WHAT IS ASKED: Convert every line of the rows below into a JSON list of strings, with one string per line and blank lines omitted.

____________________

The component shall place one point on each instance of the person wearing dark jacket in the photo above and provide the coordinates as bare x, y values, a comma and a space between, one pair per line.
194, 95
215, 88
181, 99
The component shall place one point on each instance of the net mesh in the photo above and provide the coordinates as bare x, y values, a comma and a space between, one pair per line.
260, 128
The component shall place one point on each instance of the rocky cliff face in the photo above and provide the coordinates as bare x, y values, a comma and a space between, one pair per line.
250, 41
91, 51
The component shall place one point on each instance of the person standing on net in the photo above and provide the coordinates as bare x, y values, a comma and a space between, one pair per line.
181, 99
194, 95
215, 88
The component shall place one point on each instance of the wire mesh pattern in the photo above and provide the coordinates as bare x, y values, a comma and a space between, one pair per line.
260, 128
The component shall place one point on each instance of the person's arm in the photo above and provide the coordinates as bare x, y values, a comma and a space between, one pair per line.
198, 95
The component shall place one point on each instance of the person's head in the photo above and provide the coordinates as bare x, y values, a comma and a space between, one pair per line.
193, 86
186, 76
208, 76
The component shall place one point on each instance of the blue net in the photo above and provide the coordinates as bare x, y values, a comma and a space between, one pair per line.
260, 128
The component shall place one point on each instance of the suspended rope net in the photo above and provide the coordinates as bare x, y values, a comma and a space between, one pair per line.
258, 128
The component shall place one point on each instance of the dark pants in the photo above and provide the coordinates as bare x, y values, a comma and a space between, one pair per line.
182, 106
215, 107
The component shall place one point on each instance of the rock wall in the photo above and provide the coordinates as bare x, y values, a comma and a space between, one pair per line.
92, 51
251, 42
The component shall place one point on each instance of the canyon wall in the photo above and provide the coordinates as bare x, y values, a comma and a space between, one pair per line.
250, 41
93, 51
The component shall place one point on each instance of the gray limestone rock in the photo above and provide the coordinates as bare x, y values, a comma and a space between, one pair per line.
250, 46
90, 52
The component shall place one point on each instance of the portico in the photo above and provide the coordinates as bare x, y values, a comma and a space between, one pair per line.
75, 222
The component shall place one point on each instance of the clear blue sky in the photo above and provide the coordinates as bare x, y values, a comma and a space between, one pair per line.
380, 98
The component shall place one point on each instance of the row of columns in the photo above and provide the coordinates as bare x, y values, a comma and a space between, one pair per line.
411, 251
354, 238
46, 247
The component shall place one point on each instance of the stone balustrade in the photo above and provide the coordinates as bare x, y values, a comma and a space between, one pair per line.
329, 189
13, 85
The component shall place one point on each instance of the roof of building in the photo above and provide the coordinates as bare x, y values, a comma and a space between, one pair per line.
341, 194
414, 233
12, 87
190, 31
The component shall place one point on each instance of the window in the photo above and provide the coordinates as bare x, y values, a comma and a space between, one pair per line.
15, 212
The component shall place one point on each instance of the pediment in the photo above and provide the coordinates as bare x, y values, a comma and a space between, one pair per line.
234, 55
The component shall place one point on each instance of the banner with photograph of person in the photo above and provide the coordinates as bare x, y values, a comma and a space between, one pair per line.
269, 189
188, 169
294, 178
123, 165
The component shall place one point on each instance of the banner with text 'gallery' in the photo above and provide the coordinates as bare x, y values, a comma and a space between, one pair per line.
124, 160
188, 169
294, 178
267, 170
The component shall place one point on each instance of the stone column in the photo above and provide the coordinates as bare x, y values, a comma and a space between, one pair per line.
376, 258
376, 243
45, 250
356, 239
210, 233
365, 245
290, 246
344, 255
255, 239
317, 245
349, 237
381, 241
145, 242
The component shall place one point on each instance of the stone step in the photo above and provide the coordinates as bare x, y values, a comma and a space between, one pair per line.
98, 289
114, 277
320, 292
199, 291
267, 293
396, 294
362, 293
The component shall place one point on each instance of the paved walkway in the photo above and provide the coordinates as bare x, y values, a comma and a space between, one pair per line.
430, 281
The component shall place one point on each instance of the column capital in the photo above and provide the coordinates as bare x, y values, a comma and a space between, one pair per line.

____________________

RESPONSE BELOW:
[
  "The component shall place one point on each instance of the person wearing dark jacket in the photo above and provide the coordinates as bare x, y values, a comma and a space between, one pair per line.",
  "194, 95",
  "215, 88",
  "181, 99",
  "The component shall place one point on each instance of the net mesh in the photo above and provide the coordinates as bare x, y values, a comma and a space between, one pair per line.",
  "260, 128",
  "The component shall place one point on each instance of the rocky cliff face in the photo above and provide the coordinates as bare x, y values, a comma and a space between, one pair per line.",
  "250, 41",
  "91, 51",
  "The component shall place one point on each instance of the person standing on net in the photo above and provide the coordinates as bare x, y values, a comma and a space between, one pair per line.",
  "181, 99",
  "194, 95",
  "215, 88",
  "The component shall place one point on each instance of the wire mesh pattern in the photo above and provide the coordinates as bare x, y values, a comma and a space between, one pair per line.",
  "260, 128",
  "The component shall place one point on each instance of the person's arm in the photo above and provide the coordinates as bare x, y values, a comma and a space between, one pair per line.",
  "198, 95",
  "The component shall place one point on each instance of the person's head in the photo above and provide the coordinates as bare x, y values, a comma and a space between, one pair per line.",
  "193, 86",
  "186, 76",
  "208, 76",
  "The component shall place one point on each instance of the blue net in the photo above and provide the coordinates as bare x, y values, a comma and a space between, one pair per line.",
  "260, 128",
  "The component shall place one point on each instance of the suspended rope net in the photo above and provide the coordinates as bare x, y values, a comma and a space between, one pair per line.",
  "258, 128",
  "The component shall place one point on each instance of the dark pants in the photo above and provide the coordinates as bare x, y values, a comma and a space between, one pair per line.",
  "182, 106",
  "215, 107",
  "The component shall place one point on each instance of the rock wall in the photo above and provide the coordinates as bare x, y values, a comma and a space between, one pair per line.",
  "92, 51",
  "251, 42",
  "The component shall place one point on each instance of the canyon wall in the photo above and provide the coordinates as bare x, y values, a comma and a space between, one pair per line.",
  "250, 41",
  "93, 51",
  "The component shall place one point on each instance of the gray limestone rock in the photo above and provide the coordinates as bare x, y values, a comma and a space between, one pair per line.",
  "250, 46",
  "90, 52",
  "The component shall place one point on each instance of the portico in the photo above and provide the coordinates as bare x, y values, a comma and a space between, one pair per line.",
  "75, 222",
  "The component shall place one point on each instance of the clear blue sky in the photo above and provide the coordinates as bare x, y values, a comma and a space between, one pair per line.",
  "380, 98",
  "The component shall place one point on each instance of the row of columns in the photo above and provide the coordinates as bare x, y values, a comma and a space between, one pair per line.",
  "411, 251",
  "354, 238",
  "46, 247",
  "The component shall place one point on each instance of the stone balustrade in the photo above and provide the coordinates as bare x, y values, a comma and a space between, one pair per line.",
  "329, 189",
  "13, 85",
  "The component shall place one point on each instance of the roof of building in the photo above and provide the coordinates as bare x, y values, a comma and a space between, one pair per line.",
  "341, 194",
  "414, 233",
  "12, 87",
  "190, 31",
  "The component shall place one point on each instance of the window in the photo above and provide the coordinates as bare x, y values, a comma and a space between, one pair per line.",
  "15, 212",
  "The component shall place one point on each instance of the pediment in the photo above and provide the coordinates as bare x, y values, a comma and a space between, one pair per line.",
  "234, 55",
  "The component shall place one point on each instance of the banner with photograph of person in the photo above and provide the coordinates as bare x, y values, a comma and a space between, one pair per line.",
  "269, 189",
  "188, 169",
  "294, 178",
  "123, 165",
  "The component shall place one point on each instance of the banner with text 'gallery' in the photo above and provide the coordinates as bare x, y values, a comma and a space between, one pair per line.",
  "124, 160",
  "188, 169",
  "294, 178",
  "267, 170",
  "The component shall place one point on each instance of the stone column in the photo above and provide the coordinates as bare x, y values, a comma and a space between, one pair per line.",
  "376, 258",
  "376, 243",
  "45, 250",
  "356, 239",
  "210, 233",
  "365, 245",
  "290, 246",
  "344, 255",
  "255, 239",
  "317, 245",
  "349, 237",
  "381, 241",
  "145, 242",
  "The component shall place one point on each instance of the stone step in the photo above and provide the coordinates as bare x, y values, a comma and a space between, one pair per line.",
  "98, 289",
  "114, 277",
  "320, 292",
  "199, 291",
  "267, 293",
  "396, 294",
  "362, 293",
  "The component shall place one point on each instance of the paved walkway in the photo above and provide the coordinates as bare x, y values, a comma and a space between, one pair per line.",
  "430, 281",
  "The component shall place one point on each instance of the column capital in the photo above and provide the coordinates as bare x, y values, a comma and a space between, one pair per line."
]